▸ **Text excerpt**:
——
Spiders Contracts

Testing spiders can get particularly annoying and while nothing prevents you from writing unit tests the task gets cumbersome quickly. Scrapy offers an integrated way of testing your spiders by the means of contracts.

This allows you to test each callback of your spider by hardcoding a sample url and check various constraints for how the callback processes the response. Each contract is prefixed with an @ and included in the docstring. See the following example:

def parse(self, response):
    """
    This function parses a sample response. Some contracts are mingled
    with this docstring.

    @url http://www.example.com/s?field-keywords=selfish+gene
    @returns items 1 16
    @returns requests 0 0
    @scrapes Title Author Year Price
    """

You can use the following contracts:

class scrapy.contracts.default.UrlContract(method: Callable[..., Any], *args: Any)[source]

Sets (@url) the sample URL used when checking the other contract conditions of a callback.

This contract is mandatory: callbacks lacking it are ignored when running the checks.

@url url

class scrapy.contracts.default.CallbackKeywordArgumentsContract(method: Callable[..., Any], *args: Any)[source]

Sets (@cb_kwargs) the cb_kwargs attribute of the sample request.

Its value must be a valid JSON dictionary.

@cb_kwargs {"arg1": "value1", "arg2": "value2", ...}

class scrapy.contracts.default.MetadataContract(method: Callable[..., Any], *args: Any)[source]

Sets (@meta) the meta attribute of the sample request.
——
▸ **Supplied data**:
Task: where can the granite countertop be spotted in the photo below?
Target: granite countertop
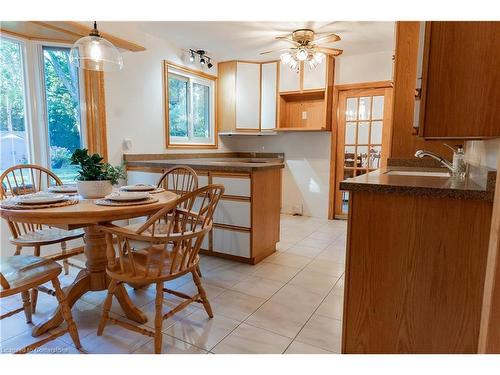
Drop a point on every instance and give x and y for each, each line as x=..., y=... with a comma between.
x=227, y=162
x=479, y=184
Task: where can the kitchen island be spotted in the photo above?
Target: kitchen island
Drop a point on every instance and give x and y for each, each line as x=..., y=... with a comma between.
x=247, y=220
x=416, y=258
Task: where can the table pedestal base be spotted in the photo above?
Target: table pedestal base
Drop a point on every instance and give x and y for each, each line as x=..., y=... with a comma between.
x=93, y=278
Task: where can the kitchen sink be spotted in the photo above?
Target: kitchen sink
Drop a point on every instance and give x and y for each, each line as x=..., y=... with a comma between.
x=418, y=173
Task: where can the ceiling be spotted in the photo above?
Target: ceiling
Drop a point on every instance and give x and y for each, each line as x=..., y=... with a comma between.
x=245, y=40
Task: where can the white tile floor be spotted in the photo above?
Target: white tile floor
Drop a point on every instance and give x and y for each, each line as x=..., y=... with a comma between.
x=290, y=303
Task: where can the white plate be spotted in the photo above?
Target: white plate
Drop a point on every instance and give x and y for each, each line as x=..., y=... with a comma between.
x=138, y=187
x=40, y=198
x=123, y=196
x=63, y=189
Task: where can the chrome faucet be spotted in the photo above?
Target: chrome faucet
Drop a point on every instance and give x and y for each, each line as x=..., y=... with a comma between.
x=457, y=168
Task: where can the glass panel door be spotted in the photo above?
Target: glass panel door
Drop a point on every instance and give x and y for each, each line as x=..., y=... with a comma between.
x=13, y=120
x=361, y=137
x=62, y=98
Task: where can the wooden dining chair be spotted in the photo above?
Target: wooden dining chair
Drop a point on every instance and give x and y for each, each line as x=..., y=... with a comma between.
x=27, y=179
x=173, y=242
x=18, y=275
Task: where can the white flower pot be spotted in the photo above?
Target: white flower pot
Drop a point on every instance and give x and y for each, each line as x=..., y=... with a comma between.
x=94, y=189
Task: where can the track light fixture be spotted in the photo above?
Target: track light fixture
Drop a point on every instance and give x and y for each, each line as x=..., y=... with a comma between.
x=204, y=59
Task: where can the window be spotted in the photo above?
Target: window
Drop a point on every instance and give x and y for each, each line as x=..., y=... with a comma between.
x=13, y=121
x=191, y=108
x=62, y=102
x=40, y=114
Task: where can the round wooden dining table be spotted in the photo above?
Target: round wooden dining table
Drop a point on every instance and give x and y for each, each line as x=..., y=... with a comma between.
x=87, y=215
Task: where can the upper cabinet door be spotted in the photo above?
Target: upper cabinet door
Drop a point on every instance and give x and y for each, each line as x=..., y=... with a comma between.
x=247, y=96
x=315, y=78
x=460, y=80
x=289, y=79
x=268, y=95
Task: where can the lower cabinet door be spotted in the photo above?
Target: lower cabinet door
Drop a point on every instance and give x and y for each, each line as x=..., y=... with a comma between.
x=231, y=242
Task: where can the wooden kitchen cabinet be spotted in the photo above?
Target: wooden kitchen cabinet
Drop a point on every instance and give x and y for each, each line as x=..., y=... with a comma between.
x=460, y=80
x=305, y=97
x=247, y=219
x=247, y=99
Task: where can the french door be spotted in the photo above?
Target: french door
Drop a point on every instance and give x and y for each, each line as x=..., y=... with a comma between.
x=363, y=137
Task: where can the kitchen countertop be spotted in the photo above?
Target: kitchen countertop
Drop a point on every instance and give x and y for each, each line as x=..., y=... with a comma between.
x=227, y=162
x=479, y=184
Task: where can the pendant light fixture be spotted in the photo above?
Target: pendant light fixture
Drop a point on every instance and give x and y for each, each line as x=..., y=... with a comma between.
x=93, y=52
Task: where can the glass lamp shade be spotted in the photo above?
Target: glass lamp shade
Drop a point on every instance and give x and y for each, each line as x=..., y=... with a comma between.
x=95, y=53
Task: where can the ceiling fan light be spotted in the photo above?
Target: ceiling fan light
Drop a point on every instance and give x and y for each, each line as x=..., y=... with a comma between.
x=286, y=58
x=302, y=54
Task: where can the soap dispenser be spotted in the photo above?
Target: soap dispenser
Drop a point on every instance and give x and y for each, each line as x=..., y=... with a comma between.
x=459, y=165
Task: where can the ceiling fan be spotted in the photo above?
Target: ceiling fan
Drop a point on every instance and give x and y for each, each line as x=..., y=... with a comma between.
x=306, y=48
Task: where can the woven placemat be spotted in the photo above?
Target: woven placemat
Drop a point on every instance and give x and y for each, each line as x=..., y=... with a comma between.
x=11, y=204
x=156, y=191
x=109, y=202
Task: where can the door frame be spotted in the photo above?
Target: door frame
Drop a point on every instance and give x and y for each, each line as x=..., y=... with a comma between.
x=334, y=133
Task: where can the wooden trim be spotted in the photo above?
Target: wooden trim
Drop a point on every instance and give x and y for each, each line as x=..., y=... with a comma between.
x=95, y=113
x=236, y=228
x=228, y=256
x=489, y=330
x=166, y=113
x=425, y=68
x=67, y=31
x=364, y=85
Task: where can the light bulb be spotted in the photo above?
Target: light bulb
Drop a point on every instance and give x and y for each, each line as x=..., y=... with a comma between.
x=95, y=51
x=286, y=57
x=293, y=64
x=302, y=54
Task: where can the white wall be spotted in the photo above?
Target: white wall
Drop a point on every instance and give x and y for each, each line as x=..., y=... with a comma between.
x=134, y=109
x=307, y=155
x=483, y=152
x=363, y=68
x=134, y=95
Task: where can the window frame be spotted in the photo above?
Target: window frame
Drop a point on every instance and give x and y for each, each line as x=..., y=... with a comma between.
x=194, y=76
x=35, y=100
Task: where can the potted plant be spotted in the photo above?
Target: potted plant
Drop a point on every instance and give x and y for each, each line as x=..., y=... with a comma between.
x=95, y=178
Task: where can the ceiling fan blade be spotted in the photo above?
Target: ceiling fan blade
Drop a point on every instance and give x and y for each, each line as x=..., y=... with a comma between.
x=275, y=50
x=327, y=39
x=287, y=39
x=330, y=51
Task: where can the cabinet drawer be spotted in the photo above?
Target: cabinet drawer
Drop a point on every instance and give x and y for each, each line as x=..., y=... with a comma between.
x=137, y=177
x=233, y=213
x=231, y=242
x=234, y=185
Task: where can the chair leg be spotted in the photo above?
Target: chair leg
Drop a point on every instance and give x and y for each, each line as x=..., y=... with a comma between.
x=65, y=261
x=198, y=270
x=106, y=307
x=34, y=292
x=158, y=317
x=66, y=313
x=203, y=295
x=18, y=250
x=26, y=305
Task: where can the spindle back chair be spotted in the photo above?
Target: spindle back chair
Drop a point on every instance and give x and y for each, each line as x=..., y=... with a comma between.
x=25, y=179
x=173, y=237
x=19, y=274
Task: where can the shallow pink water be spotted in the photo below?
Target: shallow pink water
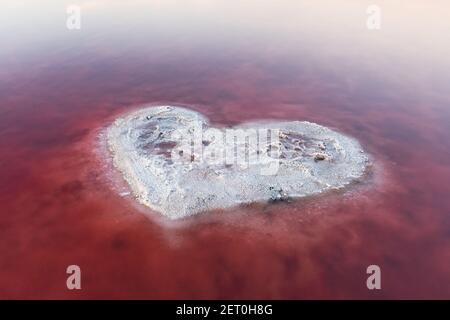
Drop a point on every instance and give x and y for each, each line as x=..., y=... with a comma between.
x=59, y=199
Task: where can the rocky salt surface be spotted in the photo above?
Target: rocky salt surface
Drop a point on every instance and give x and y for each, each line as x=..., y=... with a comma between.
x=295, y=159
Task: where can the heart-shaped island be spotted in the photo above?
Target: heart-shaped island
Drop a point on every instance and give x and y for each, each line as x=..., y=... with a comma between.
x=178, y=164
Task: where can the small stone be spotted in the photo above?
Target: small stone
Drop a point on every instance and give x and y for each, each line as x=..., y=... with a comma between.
x=319, y=157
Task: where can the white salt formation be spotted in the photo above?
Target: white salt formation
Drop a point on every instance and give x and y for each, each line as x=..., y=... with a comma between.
x=178, y=165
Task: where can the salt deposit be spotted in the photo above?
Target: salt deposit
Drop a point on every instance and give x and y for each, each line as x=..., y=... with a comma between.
x=178, y=164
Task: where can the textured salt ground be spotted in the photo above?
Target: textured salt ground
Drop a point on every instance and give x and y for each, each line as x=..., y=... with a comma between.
x=311, y=159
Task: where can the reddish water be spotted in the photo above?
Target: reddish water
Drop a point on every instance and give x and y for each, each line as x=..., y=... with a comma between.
x=59, y=199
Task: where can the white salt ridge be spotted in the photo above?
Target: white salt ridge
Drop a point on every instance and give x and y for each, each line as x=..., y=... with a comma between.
x=313, y=159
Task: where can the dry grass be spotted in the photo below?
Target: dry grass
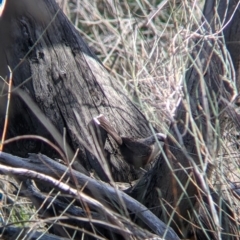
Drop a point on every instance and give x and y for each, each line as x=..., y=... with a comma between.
x=144, y=45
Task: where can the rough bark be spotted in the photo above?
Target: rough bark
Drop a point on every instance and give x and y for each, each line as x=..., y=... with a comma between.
x=59, y=83
x=56, y=70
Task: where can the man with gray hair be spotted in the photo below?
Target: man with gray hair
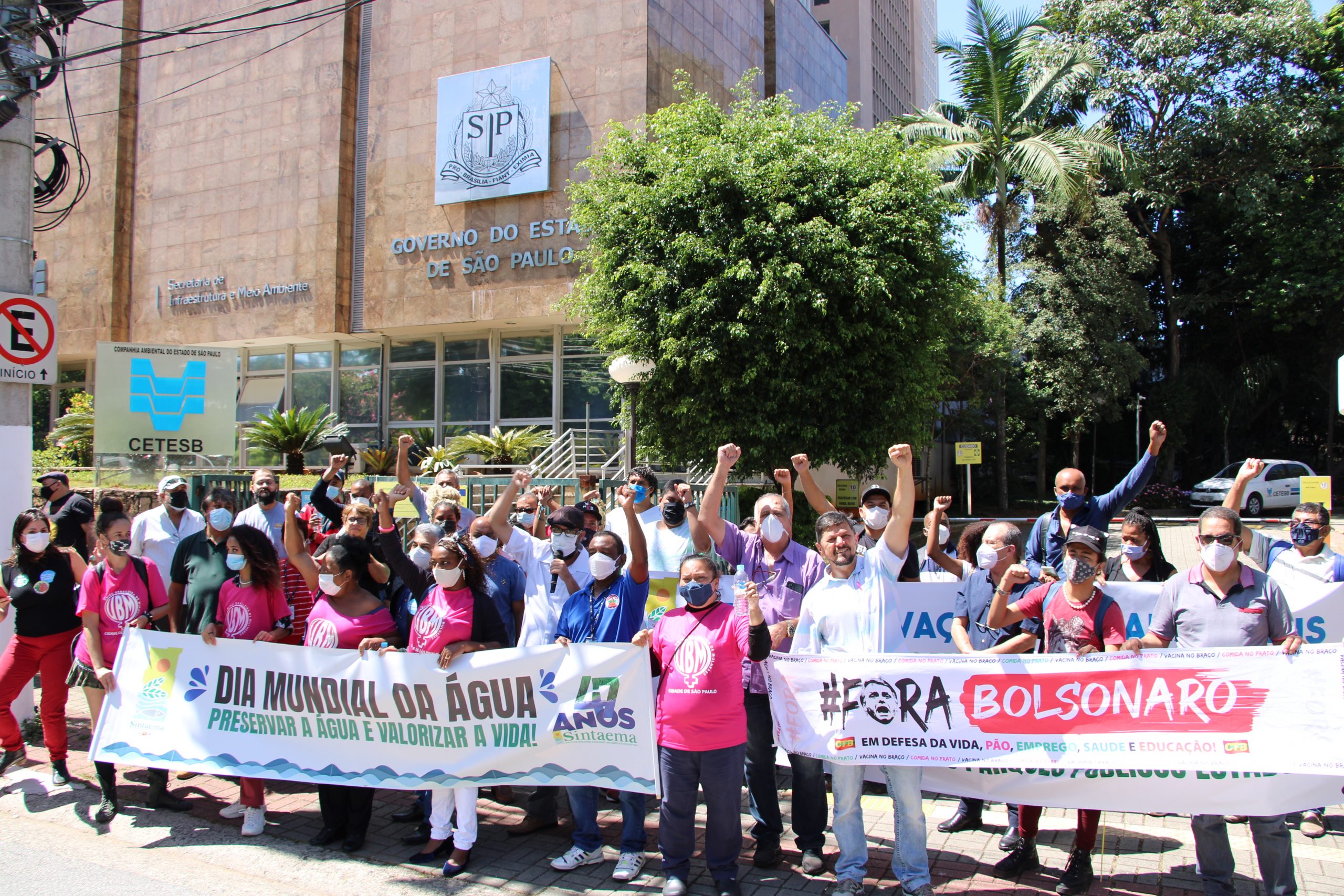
——
▸ **Short exercise 1**: Copy out the Scrapy contracts text from "Testing spiders can" to "with this docstring.".
▸ **Short exercise 2**: Carry on the text about Scrapy spider contracts from its last sentence.
None of the data is needed.

▸ **Response 1**:
Testing spiders can get particularly annoying and while nothing prevents you from writing unit tests the task gets cumbersome quickly. Scrapy offers an integrated way of testing your spiders by the means of contracts.

This allows you to test each callback of your spider by hardcoding a sample url and check various constraints for how the callback processes the response. Each contract is prefixed with an @ and included in the docstring. See the following example:

def parse(self, response):
    """
    This function parses a sample response. Some contracts are mingled
    with this docstring.

▸ **Response 2**:
Its value must be a valid JSON dictionary.

@meta {"arg1": "value1", "arg2": "value2", ...}

class scrapy.contracts.default.ReturnsContract(*args: Any, **kwargs: Any)[source]

Sets (@returns) lower and upper bounds for the items and requests returned by a callback.

The upper bound is optional:

@returns item(s)|request(s) [min [max]]

For example:

@returns request
@returns request 2
@returns request 2 10
@returns request 0 10

Set both bounds to the same value to require an exact number:

@returns request 2 2

class scrapy.contracts.default.ScrapesContract(method: Callable[..., Any], *args: Any)[source]

Checks (@scrapes) that all items returned by a callback have the specified fields.

@scrapes field_1 field_2 ...

Use the check command to run the contract checks.

Custom Contracts

If you find you need more power than the built-in Scrapy contracts you can create and load your own contracts in the project by using the SPIDER_CONTRACTS setting:

SPIDER_CONTRACTS = {
    "myproject.contracts.ResponseCheck": 10,
    "myproject.contracts.ItemValidate": 10,
}

Each contract must inherit from Contract and can override three methods:

class scrapy.contracts.Contract(method: Callable[..., Any], *args: Any)[source]

Base class for custom contracts.

method is the callback function to which the contract is associated.

args is the list of arguments passed into the docstring, separated by whitespace.

Subclasses may override adjust_request_args(), and define a pre_process method or a post_process method, or both.

adjust_request_args(args: dict[str, Any]) → dict[str, Any][source]

Receive a dict with the default arguments for the sample request and return it, either unmodified or with changes.

Request is used by default, but this can be changed with the request_cls attribute. If multiple contracts in the chain define this attribute, the last one is used.

pre_process(response): This allows hooking in various checks on the response received from the sample request, before it’s being passed to the callback.

post_process(output): This allows processing the output of the callback. Iterators are converted to lists before being passed to this hook.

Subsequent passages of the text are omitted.